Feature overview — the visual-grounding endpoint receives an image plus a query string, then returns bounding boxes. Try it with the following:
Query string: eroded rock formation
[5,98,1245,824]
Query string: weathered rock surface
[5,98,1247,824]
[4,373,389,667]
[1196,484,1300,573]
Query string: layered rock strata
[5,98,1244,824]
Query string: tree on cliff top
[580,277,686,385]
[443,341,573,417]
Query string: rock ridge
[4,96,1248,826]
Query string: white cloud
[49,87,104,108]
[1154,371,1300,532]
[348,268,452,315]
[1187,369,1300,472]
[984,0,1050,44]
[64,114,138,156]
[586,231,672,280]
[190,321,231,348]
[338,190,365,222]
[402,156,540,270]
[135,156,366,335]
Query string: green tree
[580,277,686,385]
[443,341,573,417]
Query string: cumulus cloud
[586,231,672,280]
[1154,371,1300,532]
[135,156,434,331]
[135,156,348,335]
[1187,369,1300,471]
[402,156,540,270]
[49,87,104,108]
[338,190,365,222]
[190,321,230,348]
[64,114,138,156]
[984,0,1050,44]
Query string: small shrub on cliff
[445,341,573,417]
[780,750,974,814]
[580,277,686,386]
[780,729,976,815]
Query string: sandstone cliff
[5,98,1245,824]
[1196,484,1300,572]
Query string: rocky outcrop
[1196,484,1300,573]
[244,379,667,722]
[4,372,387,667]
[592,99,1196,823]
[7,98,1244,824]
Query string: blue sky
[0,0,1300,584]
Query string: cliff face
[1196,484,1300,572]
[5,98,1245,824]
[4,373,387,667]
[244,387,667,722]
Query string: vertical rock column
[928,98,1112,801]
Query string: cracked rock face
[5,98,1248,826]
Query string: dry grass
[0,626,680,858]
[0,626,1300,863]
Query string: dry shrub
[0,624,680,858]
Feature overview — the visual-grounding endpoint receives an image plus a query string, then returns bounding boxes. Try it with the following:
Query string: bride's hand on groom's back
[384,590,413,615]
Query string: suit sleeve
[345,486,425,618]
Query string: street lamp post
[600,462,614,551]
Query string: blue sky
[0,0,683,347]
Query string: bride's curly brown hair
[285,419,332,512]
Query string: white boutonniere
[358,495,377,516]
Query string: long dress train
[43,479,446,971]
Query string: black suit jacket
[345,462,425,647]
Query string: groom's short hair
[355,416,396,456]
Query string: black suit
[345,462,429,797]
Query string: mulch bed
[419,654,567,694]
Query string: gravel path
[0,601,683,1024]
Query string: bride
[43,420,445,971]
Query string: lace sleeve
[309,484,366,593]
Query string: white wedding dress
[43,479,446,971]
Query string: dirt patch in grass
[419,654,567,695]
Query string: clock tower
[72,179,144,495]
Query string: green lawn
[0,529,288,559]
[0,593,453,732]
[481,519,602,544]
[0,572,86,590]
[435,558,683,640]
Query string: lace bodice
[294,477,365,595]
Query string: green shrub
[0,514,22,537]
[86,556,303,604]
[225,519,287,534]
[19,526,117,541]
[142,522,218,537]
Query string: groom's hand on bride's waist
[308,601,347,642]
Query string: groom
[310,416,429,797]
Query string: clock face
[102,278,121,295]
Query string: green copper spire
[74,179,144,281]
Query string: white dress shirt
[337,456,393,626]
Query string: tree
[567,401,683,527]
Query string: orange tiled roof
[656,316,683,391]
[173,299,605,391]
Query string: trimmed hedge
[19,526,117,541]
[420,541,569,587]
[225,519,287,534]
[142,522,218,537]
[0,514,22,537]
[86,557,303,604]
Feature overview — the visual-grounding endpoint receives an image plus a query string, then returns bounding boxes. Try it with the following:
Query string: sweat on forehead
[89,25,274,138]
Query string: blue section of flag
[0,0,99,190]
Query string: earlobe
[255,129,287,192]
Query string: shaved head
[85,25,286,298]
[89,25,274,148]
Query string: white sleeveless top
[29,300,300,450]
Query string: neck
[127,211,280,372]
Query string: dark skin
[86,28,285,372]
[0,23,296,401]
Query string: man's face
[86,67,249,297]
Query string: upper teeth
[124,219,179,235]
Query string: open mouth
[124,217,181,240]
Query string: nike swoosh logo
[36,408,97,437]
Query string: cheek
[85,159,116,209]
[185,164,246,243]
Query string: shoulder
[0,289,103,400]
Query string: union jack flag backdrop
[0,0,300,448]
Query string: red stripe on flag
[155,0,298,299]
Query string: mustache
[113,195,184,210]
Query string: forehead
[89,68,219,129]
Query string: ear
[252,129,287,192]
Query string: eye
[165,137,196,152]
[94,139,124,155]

### Problem description:
Copy the data above again, swapping every "cliff" for "bluff" and leaving everything else unchanged.

### Response to the task:
Feature overview — the visual-grounding endpoint receives an image plus a query string, then returns bounding boxes. Try it with the following:
Query string: eroded rock formation
[5,98,1245,824]
Query string: weathered rock surface
[5,98,1247,824]
[4,373,389,667]
[1196,484,1300,573]
Query string: layered rock strata
[5,98,1244,824]
Query string: tree on bluff top
[580,277,686,385]
[443,341,573,417]
Query string: rock ridge
[4,96,1248,826]
Query string: white cloud
[49,87,104,108]
[1154,371,1300,532]
[348,268,452,315]
[1187,369,1300,472]
[984,0,1050,44]
[64,114,138,156]
[586,231,672,280]
[190,321,231,348]
[338,190,365,222]
[402,156,540,270]
[135,156,366,335]
Query string: green tree
[580,277,686,385]
[443,341,573,417]
Query string: cumulus cloud
[586,231,672,280]
[1154,371,1300,532]
[135,156,434,331]
[135,156,348,335]
[1187,369,1300,471]
[402,156,540,270]
[49,87,104,108]
[338,190,365,222]
[190,321,230,348]
[64,114,138,156]
[984,0,1050,44]
Query string: small shrub on bluff
[445,341,573,417]
[780,750,974,814]
[580,277,686,386]
[780,729,976,815]
Query string: sandstone bluff
[5,98,1245,824]
[1196,484,1300,572]
Query string: rocky outcrop
[1196,484,1300,573]
[244,379,667,722]
[4,372,387,667]
[592,99,1196,823]
[7,98,1244,824]
Query string: blue sky
[0,0,1300,584]
Query string: bluff face
[1196,484,1300,572]
[5,98,1245,824]
[4,373,387,667]
[244,387,667,722]
Query string: vertical rock column
[928,98,1112,801]
Query string: cracked rock face
[5,98,1248,826]
Query string: dry grass
[0,626,680,858]
[0,626,1300,863]
Query string: dry shrub
[0,624,680,858]
Feature overview — the visual-grounding endpoint receives an image plus a query string, then returns bounding boxes. Try it with the following:
Query string: bride's hand on groom's back
[384,590,413,615]
Query string: suit sleeve
[345,486,425,618]
Query string: street lamp post
[600,462,614,551]
Query string: blue sky
[0,0,683,347]
Query string: bride's curly brown hair
[285,419,332,512]
Query string: white boutonniere
[358,495,377,516]
Query string: long dress train
[43,479,446,971]
Query string: black suit jacket
[345,462,425,647]
Query string: groom's short hair
[355,416,396,456]
Query string: black suit
[345,462,429,797]
Query string: mulch bed
[419,654,567,694]
Query string: gravel path
[0,601,683,1024]
Query string: bride
[43,420,445,971]
Query string: lace sleeve
[309,484,366,593]
Query string: white wedding dress
[43,479,446,971]
Query string: dirt patch in grass
[419,654,567,695]
Query string: clock tower
[72,179,144,495]
Query string: green lawn
[0,529,288,559]
[0,593,453,732]
[481,519,602,544]
[0,572,86,590]
[435,558,683,640]
Query string: lace bodice
[294,477,365,595]
Query string: green shrub
[0,514,22,537]
[86,556,303,604]
[225,519,287,534]
[19,526,117,541]
[142,522,218,537]
Query string: groom's hand on bride's waist
[308,601,347,642]
Query string: groom
[310,416,429,797]
Query string: clock face
[102,278,121,295]
Query string: green copper spire
[74,179,144,281]
Query string: white dress shirt
[337,456,393,626]
Query string: tree
[567,401,683,527]
Query string: orange tiled roof
[656,316,683,391]
[173,299,605,391]
Query string: trimmed hedge
[19,526,117,541]
[420,541,569,587]
[225,519,287,534]
[142,522,218,537]
[0,514,22,537]
[86,557,303,604]
Feature overview — the visual-grounding endpoint receives an image plus a query string, then returns bounding boxes. Try it with the following:
Query string: sweat on forehead
[89,25,274,138]
Query string: blue section of flag
[0,0,99,190]
Query string: earlobe
[255,129,287,192]
Query string: shaved head
[85,25,286,298]
[89,25,274,148]
Query string: white sleeveless top
[29,300,300,450]
Query string: neck
[127,211,280,372]
Query string: dark skin
[86,28,285,372]
[0,23,296,401]
Query string: man's face
[86,67,249,297]
Query string: upper teeth
[124,219,179,235]
Query string: open mouth
[124,217,181,240]
Query string: nike swoosh logo
[36,408,97,437]
Query string: cheek
[85,159,116,209]
[185,164,246,243]
Query string: shoulder
[0,289,103,400]
Query string: union jack flag backdrop
[0,0,300,448]
Query string: red stripe on flag
[155,0,298,299]
Query string: mustache
[113,195,184,210]
Query string: forehead
[89,68,219,129]
Query string: ear
[252,129,287,192]
Query string: eye
[165,137,196,152]
[94,139,124,155]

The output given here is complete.